### [What to work on]
Working through the lines below, return each one that holds "plush".

### [Records supplied]
◆ ◆ ◆ ◆ ◆

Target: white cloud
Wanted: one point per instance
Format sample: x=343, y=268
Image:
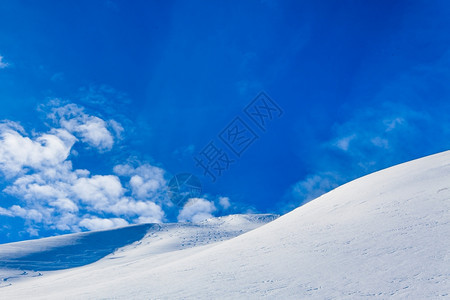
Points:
x=54, y=195
x=3, y=64
x=100, y=224
x=90, y=129
x=146, y=181
x=196, y=210
x=224, y=202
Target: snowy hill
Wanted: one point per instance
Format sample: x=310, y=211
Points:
x=385, y=235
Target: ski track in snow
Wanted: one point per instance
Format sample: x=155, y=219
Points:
x=385, y=235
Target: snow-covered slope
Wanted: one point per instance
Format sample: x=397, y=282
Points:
x=383, y=235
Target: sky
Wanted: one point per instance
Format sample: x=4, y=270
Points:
x=268, y=103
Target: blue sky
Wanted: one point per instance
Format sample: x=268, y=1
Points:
x=104, y=101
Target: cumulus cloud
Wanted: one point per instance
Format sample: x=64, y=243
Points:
x=371, y=139
x=3, y=64
x=196, y=210
x=146, y=181
x=18, y=151
x=224, y=202
x=99, y=223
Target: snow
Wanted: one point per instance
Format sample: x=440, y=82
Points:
x=385, y=235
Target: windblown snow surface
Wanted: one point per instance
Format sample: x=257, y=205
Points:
x=385, y=235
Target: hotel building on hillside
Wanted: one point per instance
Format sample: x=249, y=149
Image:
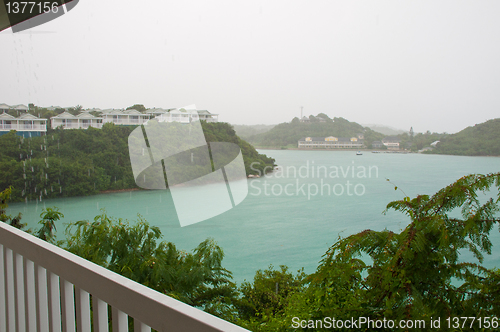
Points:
x=186, y=116
x=330, y=142
x=391, y=142
x=26, y=125
x=70, y=121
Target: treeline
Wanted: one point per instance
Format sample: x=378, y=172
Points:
x=288, y=134
x=80, y=162
x=375, y=279
x=480, y=140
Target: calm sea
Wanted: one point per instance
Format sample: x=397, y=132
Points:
x=294, y=214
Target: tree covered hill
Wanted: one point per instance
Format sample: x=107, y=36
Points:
x=80, y=162
x=480, y=140
x=287, y=134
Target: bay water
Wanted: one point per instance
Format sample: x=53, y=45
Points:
x=294, y=214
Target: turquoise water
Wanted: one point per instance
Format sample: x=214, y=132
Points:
x=293, y=215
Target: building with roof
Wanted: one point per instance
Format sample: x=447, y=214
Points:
x=330, y=142
x=26, y=125
x=130, y=117
x=83, y=120
x=391, y=142
x=19, y=107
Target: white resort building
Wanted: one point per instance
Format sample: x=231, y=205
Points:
x=130, y=117
x=330, y=142
x=186, y=115
x=70, y=121
x=26, y=125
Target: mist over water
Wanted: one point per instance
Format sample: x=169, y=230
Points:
x=286, y=218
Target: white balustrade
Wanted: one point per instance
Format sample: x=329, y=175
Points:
x=45, y=288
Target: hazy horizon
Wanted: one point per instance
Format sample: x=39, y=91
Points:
x=427, y=65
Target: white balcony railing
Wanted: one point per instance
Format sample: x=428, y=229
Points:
x=45, y=288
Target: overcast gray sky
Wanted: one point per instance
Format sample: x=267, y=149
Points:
x=433, y=65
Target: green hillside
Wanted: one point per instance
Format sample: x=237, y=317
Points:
x=480, y=140
x=287, y=134
x=80, y=162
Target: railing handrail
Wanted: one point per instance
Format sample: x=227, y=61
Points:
x=153, y=308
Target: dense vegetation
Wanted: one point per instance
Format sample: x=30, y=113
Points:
x=82, y=162
x=480, y=140
x=288, y=134
x=384, y=276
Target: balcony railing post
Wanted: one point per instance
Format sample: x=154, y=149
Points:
x=140, y=326
x=19, y=290
x=9, y=290
x=54, y=302
x=42, y=303
x=29, y=294
x=67, y=306
x=120, y=320
x=32, y=269
x=100, y=314
x=82, y=310
x=3, y=293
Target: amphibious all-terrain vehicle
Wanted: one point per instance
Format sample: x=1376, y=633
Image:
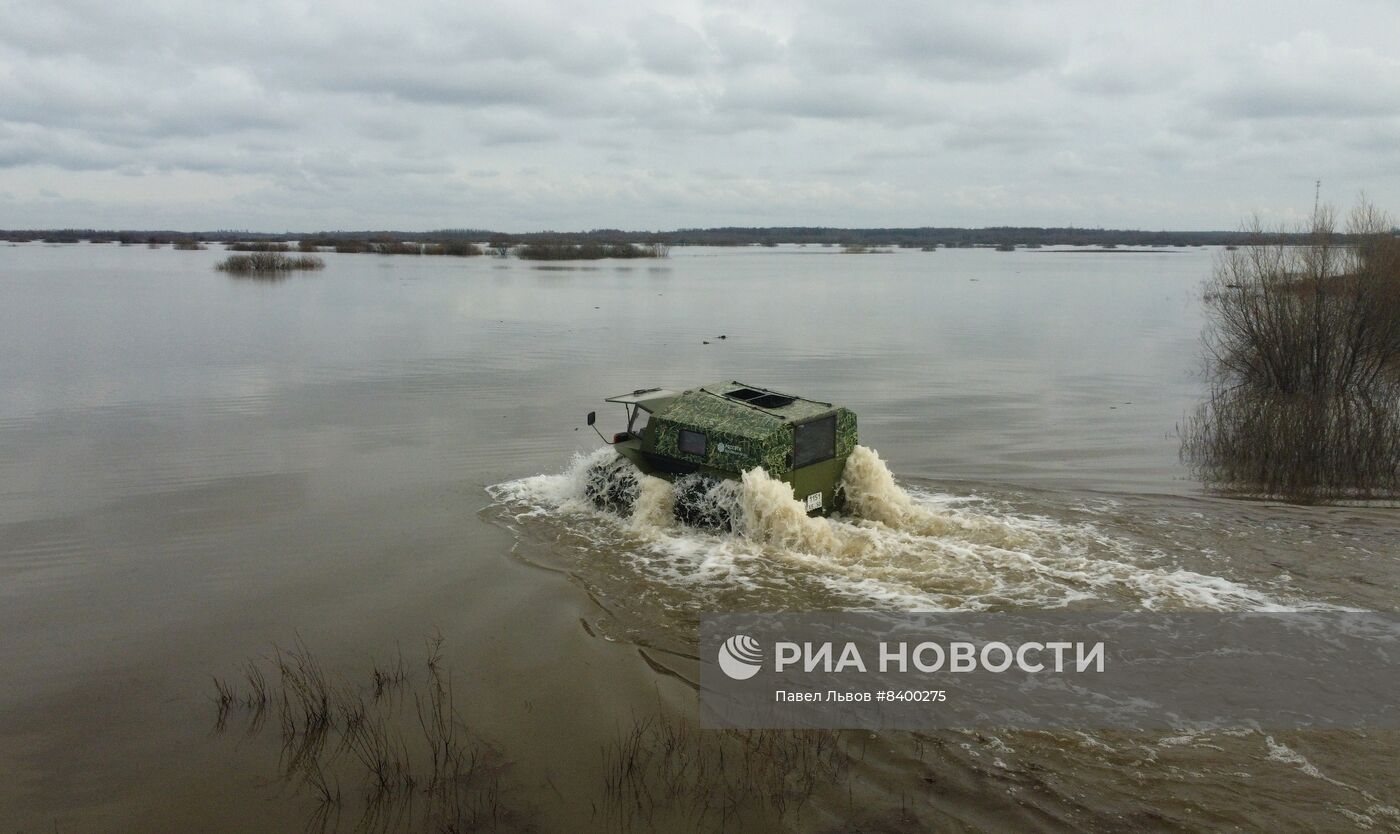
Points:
x=704, y=435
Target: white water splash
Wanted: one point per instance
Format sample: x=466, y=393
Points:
x=899, y=549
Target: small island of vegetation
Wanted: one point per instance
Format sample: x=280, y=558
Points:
x=268, y=263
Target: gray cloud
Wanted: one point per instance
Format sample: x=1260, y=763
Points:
x=532, y=114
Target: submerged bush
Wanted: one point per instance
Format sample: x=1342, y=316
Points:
x=268, y=262
x=258, y=246
x=590, y=251
x=1304, y=353
x=454, y=248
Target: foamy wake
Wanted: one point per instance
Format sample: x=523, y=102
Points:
x=893, y=547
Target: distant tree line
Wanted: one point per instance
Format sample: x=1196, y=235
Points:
x=920, y=237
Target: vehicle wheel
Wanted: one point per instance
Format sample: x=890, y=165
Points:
x=612, y=486
x=700, y=504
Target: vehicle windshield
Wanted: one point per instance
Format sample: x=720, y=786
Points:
x=637, y=421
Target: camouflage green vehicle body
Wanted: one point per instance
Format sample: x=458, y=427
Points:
x=727, y=428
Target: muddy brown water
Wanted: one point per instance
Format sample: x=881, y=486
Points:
x=195, y=468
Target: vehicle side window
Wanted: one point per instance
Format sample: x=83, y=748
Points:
x=692, y=442
x=814, y=441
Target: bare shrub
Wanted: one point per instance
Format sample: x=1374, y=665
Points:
x=1304, y=357
x=268, y=262
x=258, y=246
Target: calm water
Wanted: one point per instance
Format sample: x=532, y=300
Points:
x=195, y=468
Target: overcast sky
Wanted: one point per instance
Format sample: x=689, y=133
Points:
x=541, y=114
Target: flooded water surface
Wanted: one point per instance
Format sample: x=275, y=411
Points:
x=374, y=473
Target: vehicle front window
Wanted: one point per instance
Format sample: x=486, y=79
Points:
x=692, y=442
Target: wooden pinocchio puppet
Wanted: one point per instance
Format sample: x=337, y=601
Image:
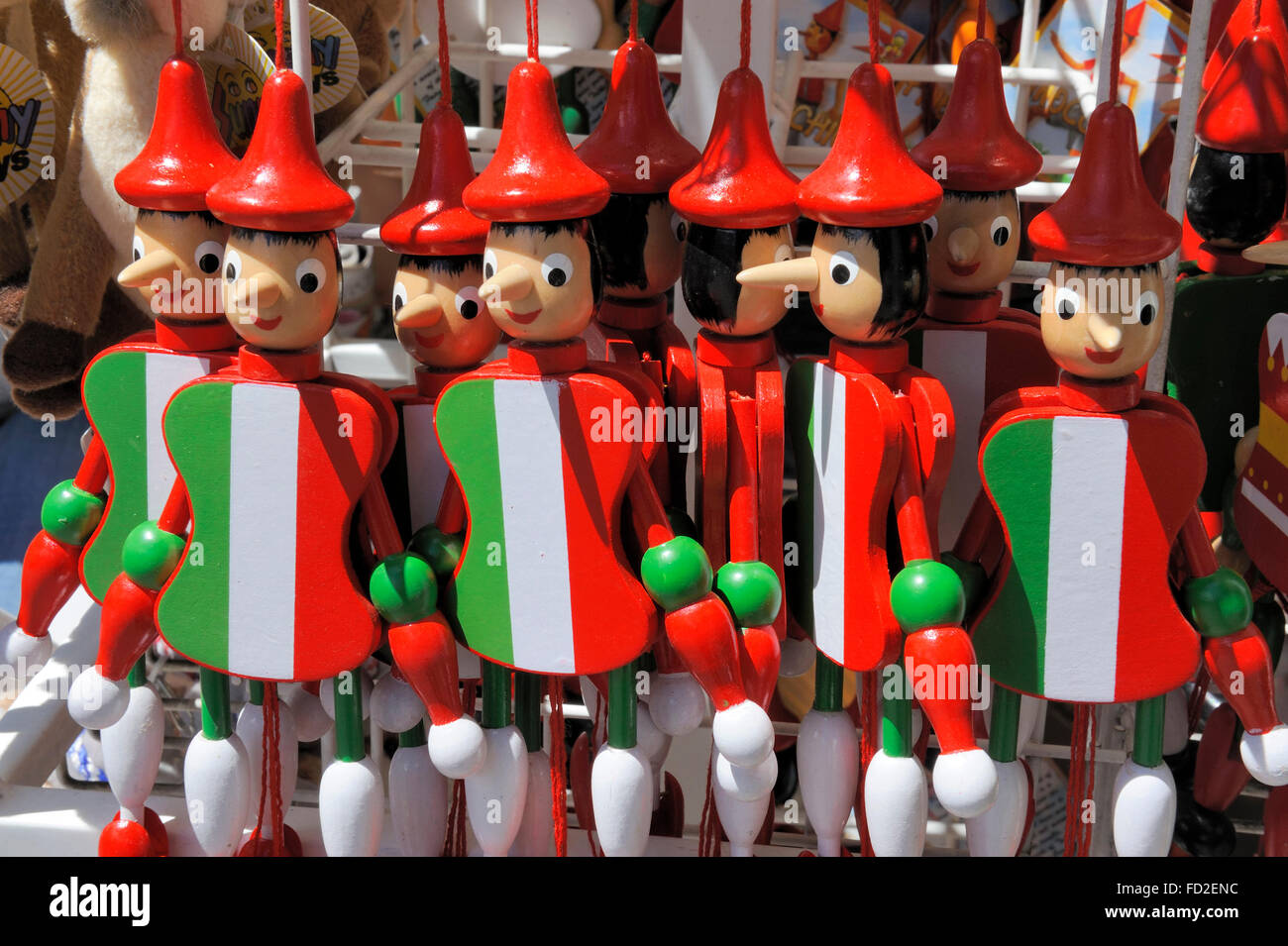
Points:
x=176, y=262
x=738, y=203
x=544, y=584
x=1094, y=482
x=978, y=349
x=273, y=457
x=874, y=438
x=1235, y=198
x=442, y=322
x=640, y=155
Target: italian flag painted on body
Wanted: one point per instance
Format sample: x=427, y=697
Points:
x=1091, y=504
x=540, y=585
x=845, y=437
x=127, y=390
x=273, y=473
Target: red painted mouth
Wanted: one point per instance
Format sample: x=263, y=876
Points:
x=1103, y=357
x=523, y=318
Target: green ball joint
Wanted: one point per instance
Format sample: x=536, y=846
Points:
x=927, y=593
x=752, y=592
x=677, y=573
x=403, y=588
x=150, y=555
x=1220, y=604
x=69, y=514
x=438, y=549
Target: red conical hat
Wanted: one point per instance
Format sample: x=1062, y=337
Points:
x=279, y=183
x=1108, y=216
x=432, y=220
x=1245, y=110
x=184, y=155
x=1241, y=22
x=738, y=183
x=635, y=124
x=535, y=174
x=868, y=179
x=975, y=145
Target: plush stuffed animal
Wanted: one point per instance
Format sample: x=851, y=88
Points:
x=71, y=309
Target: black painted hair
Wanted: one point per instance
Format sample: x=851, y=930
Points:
x=621, y=231
x=967, y=196
x=712, y=259
x=1240, y=210
x=442, y=265
x=205, y=215
x=902, y=261
x=549, y=228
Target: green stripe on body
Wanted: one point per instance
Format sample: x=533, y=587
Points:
x=1012, y=635
x=193, y=613
x=116, y=400
x=465, y=420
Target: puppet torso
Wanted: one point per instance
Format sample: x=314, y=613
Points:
x=849, y=433
x=125, y=391
x=978, y=362
x=542, y=583
x=1091, y=502
x=1260, y=511
x=273, y=472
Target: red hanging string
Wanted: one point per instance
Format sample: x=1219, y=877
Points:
x=278, y=18
x=1082, y=782
x=1116, y=51
x=445, y=59
x=745, y=37
x=558, y=769
x=533, y=39
x=874, y=31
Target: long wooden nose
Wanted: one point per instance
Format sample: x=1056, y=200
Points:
x=800, y=273
x=511, y=283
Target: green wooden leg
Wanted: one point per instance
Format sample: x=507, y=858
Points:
x=621, y=706
x=1004, y=730
x=496, y=695
x=896, y=716
x=1147, y=745
x=828, y=684
x=217, y=721
x=527, y=708
x=349, y=745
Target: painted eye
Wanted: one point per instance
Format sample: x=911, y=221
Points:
x=842, y=267
x=557, y=269
x=1067, y=302
x=309, y=275
x=1001, y=231
x=209, y=257
x=1146, y=306
x=469, y=302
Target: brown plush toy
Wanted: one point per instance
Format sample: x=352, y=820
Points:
x=71, y=306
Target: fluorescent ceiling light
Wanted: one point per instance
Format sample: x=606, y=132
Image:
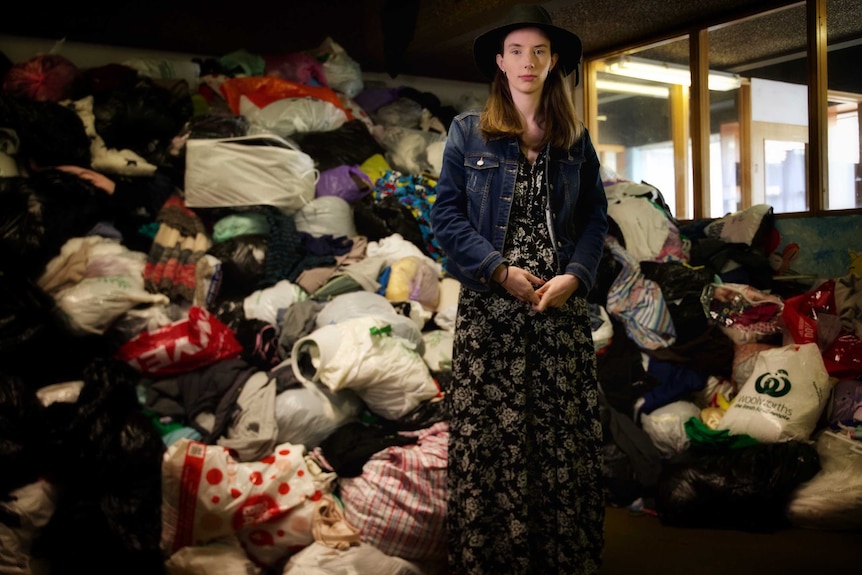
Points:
x=666, y=73
x=633, y=88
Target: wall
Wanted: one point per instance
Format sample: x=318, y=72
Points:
x=830, y=246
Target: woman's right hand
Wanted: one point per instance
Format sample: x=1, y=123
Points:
x=520, y=283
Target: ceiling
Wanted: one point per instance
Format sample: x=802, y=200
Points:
x=431, y=38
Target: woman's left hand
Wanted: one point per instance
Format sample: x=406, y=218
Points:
x=556, y=291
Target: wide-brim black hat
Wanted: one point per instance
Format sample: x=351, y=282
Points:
x=564, y=43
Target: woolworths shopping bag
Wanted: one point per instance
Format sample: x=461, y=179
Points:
x=783, y=397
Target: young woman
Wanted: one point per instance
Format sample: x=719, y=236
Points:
x=522, y=216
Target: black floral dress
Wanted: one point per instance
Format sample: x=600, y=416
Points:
x=525, y=434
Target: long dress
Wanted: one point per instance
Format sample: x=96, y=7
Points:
x=525, y=433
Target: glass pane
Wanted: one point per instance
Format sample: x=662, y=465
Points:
x=785, y=175
x=776, y=81
x=845, y=93
x=638, y=114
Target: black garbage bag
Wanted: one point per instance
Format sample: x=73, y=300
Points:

◆ ◆ ◆ ◆ ◆

### [Solution below]
Target: plush stuffed animal
Target: brown plush toy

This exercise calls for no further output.